問題 A: 次の(i)〜(iii)が下の本文の内容と合っているかを、それぞれ「はい」か「いいえ」で答え、判断の決め手となる本文の語句をそのまま引用して添えなさい。(i) 日本女子代表は最終戦を2位で迎えた。(ii) パリ五輪の残りの出場国は、2024年5月1日時点の世界ランキングで確定する。(iii) 井上愛里沙は、自分たちの目標はオリンピック出場だと語った。

目前で五輪切符を逸したバレー女子日本 敗戦も「始まり」を予感させた急成長ぶり

田中夕子

ブラジルとの最終戦に敗れ、五輪出場権を獲得できなかった日本。目標は未達に終わったが、今後を期待させる戦いぶりが光った 【写真:長田洋平/アフロスポーツ】

 ワールドカップバレー2023を兼ねたバレーボールのパリ五輪予選(OQT)が、中国、日本、ポーランドの3ヵ国で開催された。各グループ上位2ヵ国にパリ五輪出場権が与えられる戦いにおいて、最終戦を2位で迎えた日本女子代表は3位ブラジルとの直接対決にフルセット(21-25、25-22、25-27、25-15、10-15)の末に敗戦。目標としていた今大会での五輪出場権獲得はならなかった。
 パリ五輪には今大会で勝ち抜いた6ヵ国(ドミニカ共和国、セルビア、トルコ、ブラジル、アメリカ、ポーランド)と開催国のフランスを含めた計7ヵ国の出場が確定した。残りは5枠のみ。2024年5月から行われるネーションズリーグ1次リーグを経て、6月17日時点の世界ランキングで残りの出場国が確定する。五輪出場を懸けた日本の戦いはパリ五輪本番直前まで続く。

予想を上回る戦いを見せるも、あと一歩及ばず

敗戦に肩を落とす日本。井上愛里沙は涙ながらに今後に向けた高い志を語った 【写真:長田洋平/アフロスポーツ】

 満員の観衆で埋め尽くされた代々木第一体育館。ニッポンコールだけでなく、一角を埋めたブラジルサポーターからのブラジルコールも入り混じる、熱狂の中で繰り広げられたパリ五輪出場をかけた戦い。

 フルセットの大熱戦に決着がついたのは、2時間が過ぎてから。ブラジルのサーブをつなぐことができず、日本コートにボールが落ちた瞬間、今大会で日本の五輪出場権獲得の夢は潰えた。

 終了と共に、選手たちの目から涙があふれる。ブラジル戦でも攻撃の中心となり、スパイク得点を量産したアウトサイドヒッターの井上愛里沙も必死で言葉を絞り出した。

「これほどたくさんの方に応援していただいたにもかかわらず、期待に応えられず本当に悔しいですし、申し訳ないです。でもこの経験を無駄にしないようにしたいと思います。私たちの目標はオリンピック出場ではなく、オリンピックの金メダル。またここから、頑張ります」

記録一覧:
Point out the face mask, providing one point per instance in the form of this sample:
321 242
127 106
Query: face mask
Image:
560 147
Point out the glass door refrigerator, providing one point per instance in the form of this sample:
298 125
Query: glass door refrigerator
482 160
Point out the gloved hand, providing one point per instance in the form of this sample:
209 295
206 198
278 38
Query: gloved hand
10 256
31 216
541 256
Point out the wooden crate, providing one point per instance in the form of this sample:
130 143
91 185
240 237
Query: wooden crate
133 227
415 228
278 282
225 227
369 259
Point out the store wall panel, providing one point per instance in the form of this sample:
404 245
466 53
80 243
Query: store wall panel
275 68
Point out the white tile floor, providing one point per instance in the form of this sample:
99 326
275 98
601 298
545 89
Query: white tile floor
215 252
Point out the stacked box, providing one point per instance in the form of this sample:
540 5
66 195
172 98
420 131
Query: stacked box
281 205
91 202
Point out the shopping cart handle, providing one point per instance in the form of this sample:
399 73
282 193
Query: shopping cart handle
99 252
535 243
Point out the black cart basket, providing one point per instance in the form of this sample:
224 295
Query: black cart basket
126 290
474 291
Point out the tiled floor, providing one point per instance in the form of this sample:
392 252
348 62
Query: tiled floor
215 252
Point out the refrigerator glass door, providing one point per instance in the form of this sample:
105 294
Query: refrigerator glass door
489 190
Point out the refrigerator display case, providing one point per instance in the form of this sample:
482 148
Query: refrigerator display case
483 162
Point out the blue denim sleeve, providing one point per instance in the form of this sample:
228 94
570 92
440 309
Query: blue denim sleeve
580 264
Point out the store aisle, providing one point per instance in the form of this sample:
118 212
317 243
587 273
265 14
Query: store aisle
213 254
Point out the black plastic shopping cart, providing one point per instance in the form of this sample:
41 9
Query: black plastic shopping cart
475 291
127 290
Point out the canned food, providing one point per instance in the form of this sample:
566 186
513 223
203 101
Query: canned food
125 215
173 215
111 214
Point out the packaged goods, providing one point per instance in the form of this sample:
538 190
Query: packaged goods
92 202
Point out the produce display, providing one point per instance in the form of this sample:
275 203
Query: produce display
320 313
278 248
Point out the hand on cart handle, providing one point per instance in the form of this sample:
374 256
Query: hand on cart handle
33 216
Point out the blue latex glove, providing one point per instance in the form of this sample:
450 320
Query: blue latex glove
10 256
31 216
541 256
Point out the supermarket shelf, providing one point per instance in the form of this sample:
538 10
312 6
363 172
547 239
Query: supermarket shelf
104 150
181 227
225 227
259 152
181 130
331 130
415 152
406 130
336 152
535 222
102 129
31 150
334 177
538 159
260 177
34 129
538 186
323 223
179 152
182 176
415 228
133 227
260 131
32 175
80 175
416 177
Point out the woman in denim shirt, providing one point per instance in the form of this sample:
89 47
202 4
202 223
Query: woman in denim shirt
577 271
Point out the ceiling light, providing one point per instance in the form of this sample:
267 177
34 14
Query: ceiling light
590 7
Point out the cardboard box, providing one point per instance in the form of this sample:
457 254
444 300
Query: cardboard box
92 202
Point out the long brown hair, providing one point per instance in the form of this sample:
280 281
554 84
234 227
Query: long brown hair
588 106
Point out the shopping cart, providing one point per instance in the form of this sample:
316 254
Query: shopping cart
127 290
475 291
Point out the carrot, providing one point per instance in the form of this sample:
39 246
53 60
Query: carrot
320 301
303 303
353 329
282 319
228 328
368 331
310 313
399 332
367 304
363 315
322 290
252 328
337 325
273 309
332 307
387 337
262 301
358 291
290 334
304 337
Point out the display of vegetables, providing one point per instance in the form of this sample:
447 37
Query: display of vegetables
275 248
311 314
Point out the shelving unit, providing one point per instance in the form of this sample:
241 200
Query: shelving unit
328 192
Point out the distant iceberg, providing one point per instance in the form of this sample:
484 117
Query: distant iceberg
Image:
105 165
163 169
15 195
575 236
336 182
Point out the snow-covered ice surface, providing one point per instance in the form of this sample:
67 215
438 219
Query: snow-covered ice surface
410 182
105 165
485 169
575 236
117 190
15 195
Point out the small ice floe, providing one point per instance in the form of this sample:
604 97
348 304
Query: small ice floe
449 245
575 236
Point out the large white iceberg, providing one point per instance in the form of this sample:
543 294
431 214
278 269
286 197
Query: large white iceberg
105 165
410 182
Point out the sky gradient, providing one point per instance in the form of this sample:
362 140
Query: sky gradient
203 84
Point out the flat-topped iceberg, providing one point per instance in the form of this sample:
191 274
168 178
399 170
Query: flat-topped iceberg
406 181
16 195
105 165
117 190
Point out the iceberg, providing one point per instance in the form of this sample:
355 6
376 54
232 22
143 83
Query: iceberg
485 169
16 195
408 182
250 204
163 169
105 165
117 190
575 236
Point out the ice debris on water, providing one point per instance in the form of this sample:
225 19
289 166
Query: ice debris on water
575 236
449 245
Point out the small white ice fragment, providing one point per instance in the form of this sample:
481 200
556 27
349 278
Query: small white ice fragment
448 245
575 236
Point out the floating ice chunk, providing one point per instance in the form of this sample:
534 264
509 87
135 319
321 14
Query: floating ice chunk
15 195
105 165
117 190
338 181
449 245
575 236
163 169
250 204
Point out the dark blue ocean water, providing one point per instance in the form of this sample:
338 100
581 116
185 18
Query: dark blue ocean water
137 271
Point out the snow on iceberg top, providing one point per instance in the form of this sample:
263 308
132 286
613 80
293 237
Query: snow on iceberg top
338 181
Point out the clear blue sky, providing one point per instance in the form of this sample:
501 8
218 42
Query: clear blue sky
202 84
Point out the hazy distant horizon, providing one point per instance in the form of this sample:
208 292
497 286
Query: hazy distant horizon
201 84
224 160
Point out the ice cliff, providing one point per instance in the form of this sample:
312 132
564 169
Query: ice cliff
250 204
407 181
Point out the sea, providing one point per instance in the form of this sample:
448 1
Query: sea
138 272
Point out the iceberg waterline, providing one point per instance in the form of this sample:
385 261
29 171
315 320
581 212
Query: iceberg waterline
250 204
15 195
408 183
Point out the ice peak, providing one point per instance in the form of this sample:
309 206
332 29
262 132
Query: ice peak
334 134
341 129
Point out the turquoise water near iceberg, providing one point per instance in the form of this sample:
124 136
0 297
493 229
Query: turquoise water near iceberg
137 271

---

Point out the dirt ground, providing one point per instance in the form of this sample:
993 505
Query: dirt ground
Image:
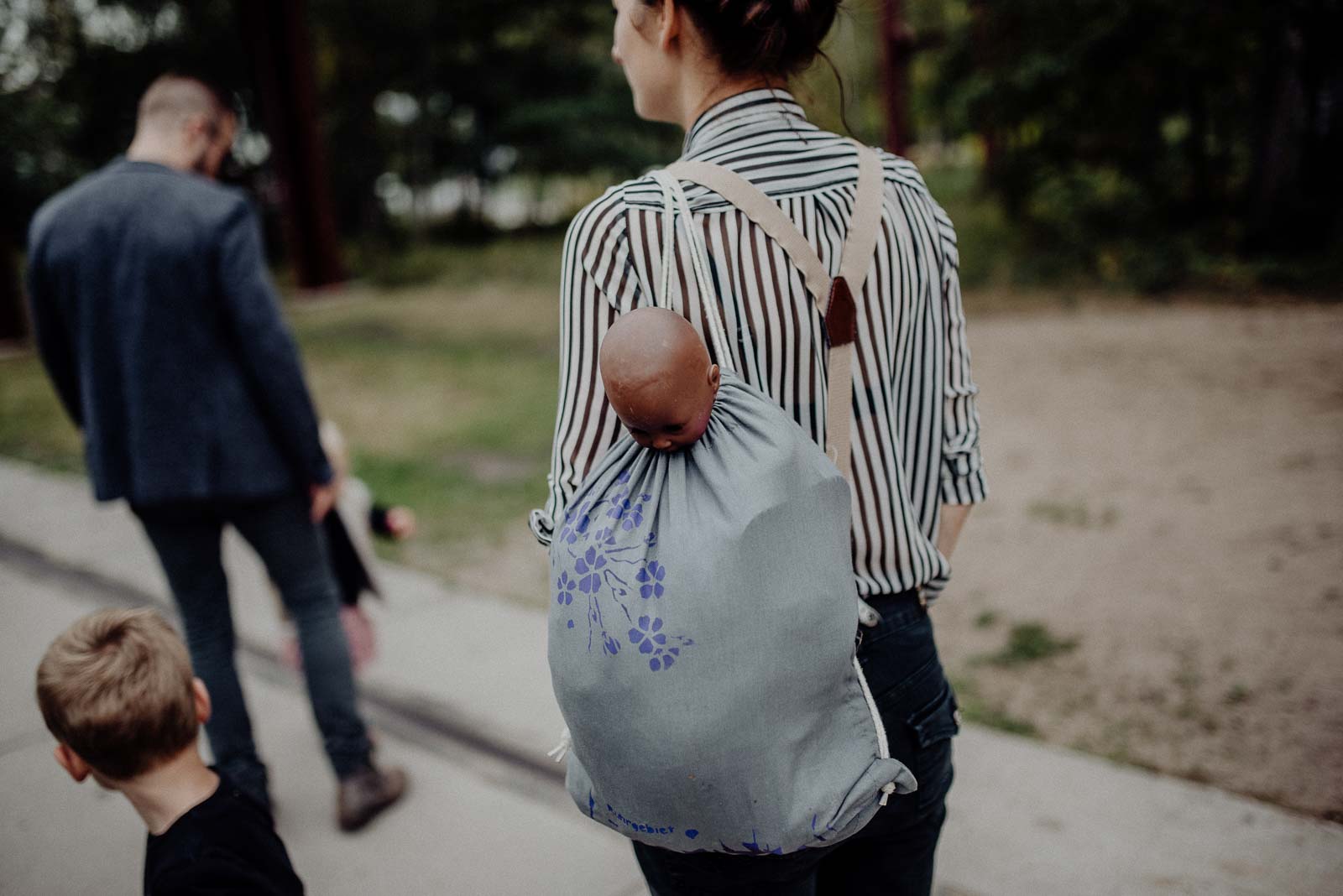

---

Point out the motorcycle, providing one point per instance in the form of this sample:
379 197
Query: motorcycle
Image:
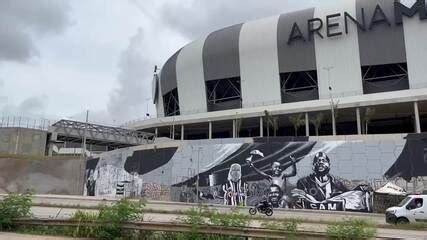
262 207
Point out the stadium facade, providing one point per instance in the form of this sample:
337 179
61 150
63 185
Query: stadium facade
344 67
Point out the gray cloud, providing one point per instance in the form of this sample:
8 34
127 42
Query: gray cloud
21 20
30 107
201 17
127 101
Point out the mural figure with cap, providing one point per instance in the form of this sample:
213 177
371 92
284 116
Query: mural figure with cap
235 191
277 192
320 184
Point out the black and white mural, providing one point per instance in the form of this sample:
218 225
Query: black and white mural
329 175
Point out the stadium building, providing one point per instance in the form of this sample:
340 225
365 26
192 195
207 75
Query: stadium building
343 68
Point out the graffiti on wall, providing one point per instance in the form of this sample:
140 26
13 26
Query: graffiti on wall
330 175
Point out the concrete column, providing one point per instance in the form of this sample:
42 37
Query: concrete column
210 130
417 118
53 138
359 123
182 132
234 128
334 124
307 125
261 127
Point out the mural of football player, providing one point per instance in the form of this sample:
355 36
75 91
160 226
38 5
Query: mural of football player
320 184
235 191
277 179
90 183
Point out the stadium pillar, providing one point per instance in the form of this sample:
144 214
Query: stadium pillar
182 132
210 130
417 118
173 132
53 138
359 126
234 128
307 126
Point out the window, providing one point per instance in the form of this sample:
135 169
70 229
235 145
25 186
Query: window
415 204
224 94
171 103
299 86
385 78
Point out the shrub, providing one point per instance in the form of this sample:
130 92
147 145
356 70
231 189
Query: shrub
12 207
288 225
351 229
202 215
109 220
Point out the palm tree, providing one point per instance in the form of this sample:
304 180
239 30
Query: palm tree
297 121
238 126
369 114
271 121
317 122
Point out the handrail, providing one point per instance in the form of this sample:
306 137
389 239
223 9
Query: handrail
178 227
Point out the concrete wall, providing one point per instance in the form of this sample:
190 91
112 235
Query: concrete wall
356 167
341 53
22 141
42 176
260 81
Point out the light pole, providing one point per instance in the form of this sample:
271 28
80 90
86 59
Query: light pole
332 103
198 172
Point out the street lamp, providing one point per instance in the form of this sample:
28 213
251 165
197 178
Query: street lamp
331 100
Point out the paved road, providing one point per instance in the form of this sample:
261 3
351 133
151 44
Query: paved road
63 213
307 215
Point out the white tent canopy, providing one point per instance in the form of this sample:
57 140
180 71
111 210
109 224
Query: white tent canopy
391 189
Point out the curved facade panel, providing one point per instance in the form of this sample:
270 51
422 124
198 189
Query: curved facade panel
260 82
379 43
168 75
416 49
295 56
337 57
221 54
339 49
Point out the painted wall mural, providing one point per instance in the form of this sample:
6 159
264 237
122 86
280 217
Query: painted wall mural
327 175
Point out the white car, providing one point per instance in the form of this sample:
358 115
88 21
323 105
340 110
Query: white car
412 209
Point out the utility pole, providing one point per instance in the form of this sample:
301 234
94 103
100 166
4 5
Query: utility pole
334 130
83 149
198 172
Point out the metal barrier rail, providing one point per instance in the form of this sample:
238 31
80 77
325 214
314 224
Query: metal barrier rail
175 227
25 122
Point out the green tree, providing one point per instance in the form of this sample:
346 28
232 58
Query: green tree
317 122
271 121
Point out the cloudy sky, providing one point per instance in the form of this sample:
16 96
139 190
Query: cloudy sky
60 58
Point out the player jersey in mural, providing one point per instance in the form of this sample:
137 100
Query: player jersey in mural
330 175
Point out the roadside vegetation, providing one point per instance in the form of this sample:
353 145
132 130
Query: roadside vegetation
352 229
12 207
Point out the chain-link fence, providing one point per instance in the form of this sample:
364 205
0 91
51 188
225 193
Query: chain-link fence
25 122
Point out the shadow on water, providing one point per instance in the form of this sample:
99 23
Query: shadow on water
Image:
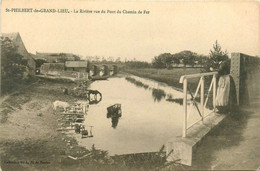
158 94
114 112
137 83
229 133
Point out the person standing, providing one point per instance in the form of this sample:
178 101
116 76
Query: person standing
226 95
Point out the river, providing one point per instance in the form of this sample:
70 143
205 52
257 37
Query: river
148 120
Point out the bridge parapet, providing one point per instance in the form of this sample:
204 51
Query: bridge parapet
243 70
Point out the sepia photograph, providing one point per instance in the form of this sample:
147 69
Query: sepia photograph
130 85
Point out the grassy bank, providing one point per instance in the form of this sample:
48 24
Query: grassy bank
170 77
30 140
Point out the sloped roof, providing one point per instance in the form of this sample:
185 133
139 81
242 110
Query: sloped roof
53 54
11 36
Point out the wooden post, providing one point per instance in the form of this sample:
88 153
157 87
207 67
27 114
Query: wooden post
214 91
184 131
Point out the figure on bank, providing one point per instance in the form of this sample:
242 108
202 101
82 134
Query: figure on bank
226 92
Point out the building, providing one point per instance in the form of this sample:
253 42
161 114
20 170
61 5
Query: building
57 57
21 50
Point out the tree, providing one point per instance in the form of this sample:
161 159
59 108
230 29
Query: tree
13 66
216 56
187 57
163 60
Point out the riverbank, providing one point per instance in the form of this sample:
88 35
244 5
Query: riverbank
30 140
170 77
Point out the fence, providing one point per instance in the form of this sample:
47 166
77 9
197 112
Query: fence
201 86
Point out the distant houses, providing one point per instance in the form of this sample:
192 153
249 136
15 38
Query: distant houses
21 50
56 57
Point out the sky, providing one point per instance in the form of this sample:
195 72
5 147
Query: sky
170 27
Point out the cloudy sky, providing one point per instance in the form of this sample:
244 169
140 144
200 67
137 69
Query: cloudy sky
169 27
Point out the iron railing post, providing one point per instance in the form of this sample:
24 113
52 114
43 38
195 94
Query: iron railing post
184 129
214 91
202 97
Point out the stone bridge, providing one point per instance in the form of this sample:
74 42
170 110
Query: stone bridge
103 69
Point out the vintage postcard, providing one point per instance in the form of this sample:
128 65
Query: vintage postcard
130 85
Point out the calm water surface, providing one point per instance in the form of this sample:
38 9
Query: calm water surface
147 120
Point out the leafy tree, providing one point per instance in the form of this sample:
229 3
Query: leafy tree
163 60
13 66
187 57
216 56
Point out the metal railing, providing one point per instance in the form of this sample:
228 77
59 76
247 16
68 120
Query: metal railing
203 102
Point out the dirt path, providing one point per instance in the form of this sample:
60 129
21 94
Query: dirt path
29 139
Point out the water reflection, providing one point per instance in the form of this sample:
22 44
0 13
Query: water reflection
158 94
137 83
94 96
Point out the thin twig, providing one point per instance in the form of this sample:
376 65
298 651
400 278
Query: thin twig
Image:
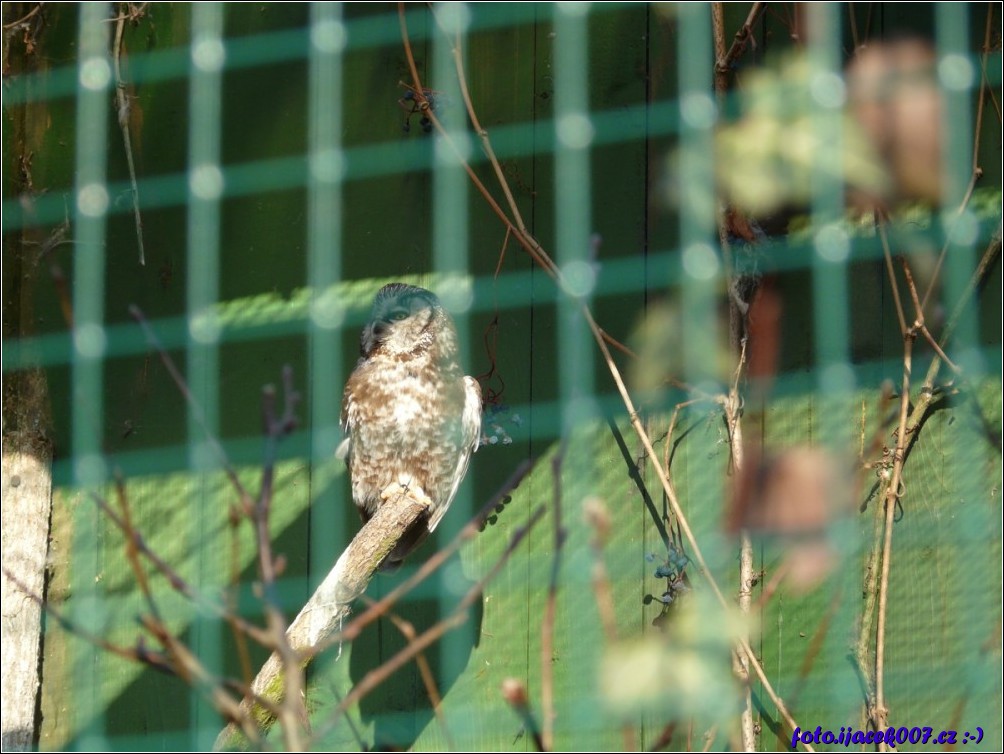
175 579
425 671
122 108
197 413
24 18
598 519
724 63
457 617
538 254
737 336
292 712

問題 B: 上の記録から、文字列「with」を含む行をすべて書き出しなさい。

解答 A:
(i) はい。「最終戦を2位で迎えた日本女子代表」
(ii) いいえ。「6月17日時点の世界ランキングで残りの出場国が確定する」
(iii) いいえ。「私たちの目標はオリンピック出場ではなく、オリンピックの金メダル。」

解答 B:
Point out the mural figure with cap, providing one point per instance in the form of this sample:
Query: mural figure with cap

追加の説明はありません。